# What to do:
Please rewrite the rows below as a numbered list, skipping any blank lines and leaving the pictures out.

[Data taken from a collection]
===
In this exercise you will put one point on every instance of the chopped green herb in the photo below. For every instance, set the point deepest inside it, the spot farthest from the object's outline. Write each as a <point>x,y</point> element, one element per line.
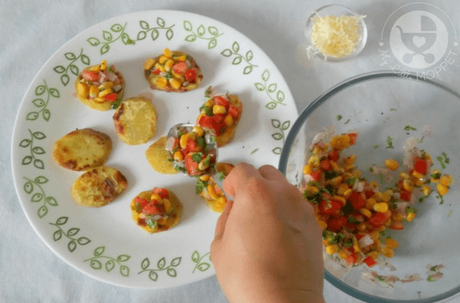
<point>389,142</point>
<point>409,128</point>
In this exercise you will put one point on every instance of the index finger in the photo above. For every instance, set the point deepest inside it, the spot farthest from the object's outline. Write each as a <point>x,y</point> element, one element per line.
<point>239,175</point>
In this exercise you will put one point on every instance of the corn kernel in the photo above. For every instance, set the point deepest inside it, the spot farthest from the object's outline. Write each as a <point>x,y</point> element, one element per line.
<point>365,212</point>
<point>212,191</point>
<point>204,178</point>
<point>174,83</point>
<point>93,91</point>
<point>350,160</point>
<point>160,67</point>
<point>95,68</point>
<point>408,185</point>
<point>446,180</point>
<point>341,189</point>
<point>178,156</point>
<point>183,140</point>
<point>397,217</point>
<point>391,164</point>
<point>442,190</point>
<point>341,199</point>
<point>410,217</point>
<point>391,243</point>
<point>386,196</point>
<point>169,64</point>
<point>148,64</point>
<point>347,193</point>
<point>167,205</point>
<point>404,175</point>
<point>105,92</point>
<point>389,253</point>
<point>356,245</point>
<point>343,254</point>
<point>381,207</point>
<point>362,227</point>
<point>83,89</point>
<point>332,249</point>
<point>155,197</point>
<point>167,52</point>
<point>426,190</point>
<point>218,109</point>
<point>322,224</point>
<point>161,82</point>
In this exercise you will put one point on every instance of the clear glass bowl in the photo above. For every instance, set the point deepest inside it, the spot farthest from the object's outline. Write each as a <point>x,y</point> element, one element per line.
<point>336,10</point>
<point>379,105</point>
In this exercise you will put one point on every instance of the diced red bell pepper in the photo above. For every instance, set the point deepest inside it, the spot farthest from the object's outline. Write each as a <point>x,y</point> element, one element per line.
<point>329,207</point>
<point>405,195</point>
<point>337,224</point>
<point>233,111</point>
<point>111,97</point>
<point>370,261</point>
<point>351,259</point>
<point>179,68</point>
<point>397,225</point>
<point>90,76</point>
<point>163,193</point>
<point>316,175</point>
<point>191,166</point>
<point>151,209</point>
<point>377,219</point>
<point>334,155</point>
<point>141,201</point>
<point>357,200</point>
<point>190,75</point>
<point>326,165</point>
<point>221,101</point>
<point>420,166</point>
<point>353,138</point>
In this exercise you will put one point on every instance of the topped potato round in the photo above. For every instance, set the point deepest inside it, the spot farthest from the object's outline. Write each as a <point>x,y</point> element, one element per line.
<point>173,71</point>
<point>100,86</point>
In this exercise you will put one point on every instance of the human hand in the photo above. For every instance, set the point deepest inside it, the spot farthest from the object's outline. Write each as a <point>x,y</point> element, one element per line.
<point>267,245</point>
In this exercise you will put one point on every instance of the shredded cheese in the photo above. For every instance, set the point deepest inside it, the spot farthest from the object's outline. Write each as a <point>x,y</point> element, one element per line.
<point>335,36</point>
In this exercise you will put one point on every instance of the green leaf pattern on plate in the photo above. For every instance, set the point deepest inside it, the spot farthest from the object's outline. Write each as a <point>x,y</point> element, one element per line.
<point>39,196</point>
<point>34,187</point>
<point>282,127</point>
<point>161,266</point>
<point>155,30</point>
<point>60,69</point>
<point>108,38</point>
<point>33,150</point>
<point>41,104</point>
<point>276,97</point>
<point>197,259</point>
<point>202,33</point>
<point>70,234</point>
<point>109,263</point>
<point>238,58</point>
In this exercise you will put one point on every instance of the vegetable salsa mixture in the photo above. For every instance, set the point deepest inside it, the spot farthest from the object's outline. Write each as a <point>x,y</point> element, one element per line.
<point>354,212</point>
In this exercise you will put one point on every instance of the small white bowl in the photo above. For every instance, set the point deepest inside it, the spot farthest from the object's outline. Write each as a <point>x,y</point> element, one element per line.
<point>336,10</point>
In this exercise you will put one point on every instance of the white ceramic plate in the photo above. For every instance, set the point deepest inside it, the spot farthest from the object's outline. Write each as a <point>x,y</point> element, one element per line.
<point>105,243</point>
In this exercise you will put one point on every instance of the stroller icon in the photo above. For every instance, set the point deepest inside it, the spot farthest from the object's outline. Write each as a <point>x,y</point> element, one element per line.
<point>419,42</point>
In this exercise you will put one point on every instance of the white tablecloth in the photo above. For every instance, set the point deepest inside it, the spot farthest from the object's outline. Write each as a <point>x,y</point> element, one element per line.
<point>31,31</point>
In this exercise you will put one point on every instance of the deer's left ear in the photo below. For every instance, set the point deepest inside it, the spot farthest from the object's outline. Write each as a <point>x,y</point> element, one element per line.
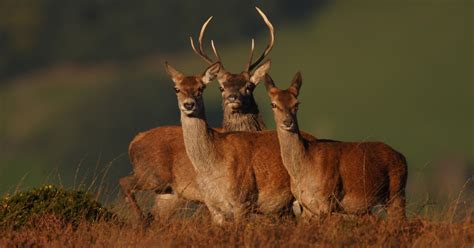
===
# Output:
1. In this exercise you will put one point on every instance of the chopped green herb in the photo below. For every instance, set the point deepest inside it, the spot farthest from the object's outline. Write each as a <point>x,y</point> element, one element per line.
2. <point>389,142</point>
3. <point>409,128</point>
4. In this exercise you will put one point on every instance of the index finger in the photo above. For every instance, set the point deepest inside it, the spot farthest from the object's outline. Write each as a <point>x,y</point> element, one element per line.
5. <point>239,175</point>
6. In this exercise you will put one point on every instance of the corn kernel in the photo above. For every instance, set the point deepest inside it, the spot farthest from the object's outline. Write each as a <point>x,y</point> element, one element per line.
7. <point>365,212</point>
8. <point>212,191</point>
9. <point>204,178</point>
10. <point>174,83</point>
11. <point>93,91</point>
12. <point>350,160</point>
13. <point>160,67</point>
14. <point>95,68</point>
15. <point>408,185</point>
16. <point>446,180</point>
17. <point>341,189</point>
18. <point>178,156</point>
19. <point>183,140</point>
20. <point>397,217</point>
21. <point>391,164</point>
22. <point>442,190</point>
23. <point>341,199</point>
24. <point>410,217</point>
25. <point>391,243</point>
26. <point>386,196</point>
27. <point>169,64</point>
28. <point>148,64</point>
29. <point>347,193</point>
30. <point>167,205</point>
31. <point>404,175</point>
32. <point>105,92</point>
33. <point>389,253</point>
34. <point>356,245</point>
35. <point>343,254</point>
36. <point>381,207</point>
37. <point>362,227</point>
38. <point>83,89</point>
39. <point>332,249</point>
40. <point>155,197</point>
41. <point>167,52</point>
42. <point>426,190</point>
43. <point>218,109</point>
44. <point>322,224</point>
45. <point>161,82</point>
46. In this exercise you will put one point on every instance of the clear glass bowl in the photo above. For every instance, set the point deepest inside it, the spot farthest from the object's outline. Write each as a <point>x,y</point> element, one element per line.
47. <point>336,10</point>
48. <point>379,105</point>
49. In this exercise you will put one point on every instance of the diced red bell pepper in the photo above. For every instance, set the point deepest inside it, the spot farthest from the object's outline. Write each as a <point>x,y</point> element, one element per line.
50. <point>329,207</point>
51. <point>405,195</point>
52. <point>337,224</point>
53. <point>233,111</point>
54. <point>111,97</point>
55. <point>370,261</point>
56. <point>351,259</point>
57. <point>179,68</point>
58. <point>397,225</point>
59. <point>90,76</point>
60. <point>163,193</point>
61. <point>316,175</point>
62. <point>191,166</point>
63. <point>151,209</point>
64. <point>377,219</point>
65. <point>334,155</point>
66. <point>141,201</point>
67. <point>357,200</point>
68. <point>190,75</point>
69. <point>326,165</point>
70. <point>221,101</point>
71. <point>420,166</point>
72. <point>353,138</point>
73. In this exercise you will put one point on every instance of the topped potato round in the photo above. For every instance, set the point deepest inside it, the spot farthest from the object's outline. Write each as a <point>x,y</point> element, one element per line.
74. <point>173,71</point>
75. <point>100,86</point>
76. In this exercise you will put one point on every instance of the human hand in the photo above. For every instance, set the point deepest inside it, the spot farthest from the object's outline. Write each as a <point>x,y</point> element, one element per line.
77. <point>267,245</point>
78. In this exercise you will put one point on every instance of the shredded cheese in the photo above. For every instance, set the point deepest inside it, the spot farthest from the object's outline. Write each as a <point>x,y</point> element, one element per line.
79. <point>335,36</point>
80. In this exercise you will put one point on every instance of the green leaf pattern on plate in the photo above. For every instance, set the point deepest inside it, the spot farthest from the object's outline. Write each as a <point>x,y</point> element, one element per line.
81. <point>39,196</point>
82. <point>34,187</point>
83. <point>282,127</point>
84. <point>161,266</point>
85. <point>155,30</point>
86. <point>60,69</point>
87. <point>108,38</point>
88. <point>33,150</point>
89. <point>41,104</point>
90. <point>276,97</point>
91. <point>197,259</point>
92. <point>202,33</point>
93. <point>70,234</point>
94. <point>109,263</point>
95. <point>238,58</point>
96. In this exercise you will put one point on every instance of the vegetable salsa mixture in the photo above. For every instance, set the point deepest inside it, the spot farthest from the object's outline. Write each as a <point>x,y</point> element, one element per line.
97. <point>354,212</point>
98. In this exercise you will put one point on every instance of the small white bowl in the photo above. For every instance, set the point deepest inside it, the spot farthest from the object's outline. Write each as a <point>x,y</point> element, one element per line.
99. <point>336,10</point>
100. In this exercise you will put one point on every instance of the white ceramic plate in the photo above. For every instance, set the point deepest inside it, the spot farthest from the object's outline. Write each as a <point>x,y</point> element, one element per line.
101. <point>105,243</point>
102. In this exercise you will put one point on every instance of the stroller icon in the photo above. For every instance, set the point deepest inside it, the spot farthest from the object's outline. Write each as a <point>x,y</point> element, one element per line.
103. <point>419,42</point>
104. In this exercise you will put one point on every instance of the white tablecloth in the photo above. For every instance, set the point deepest inside it, the spot farthest from the object's outline. Write each as a <point>x,y</point> element, one element per line.
105. <point>31,31</point>
106. In this exercise you will put one point on every instance of the deer's left ear in the photo below. For every instance, set the point deepest inside it, the spot farthest from the object's outline. Write each as a <point>x,y</point> element, one element per line.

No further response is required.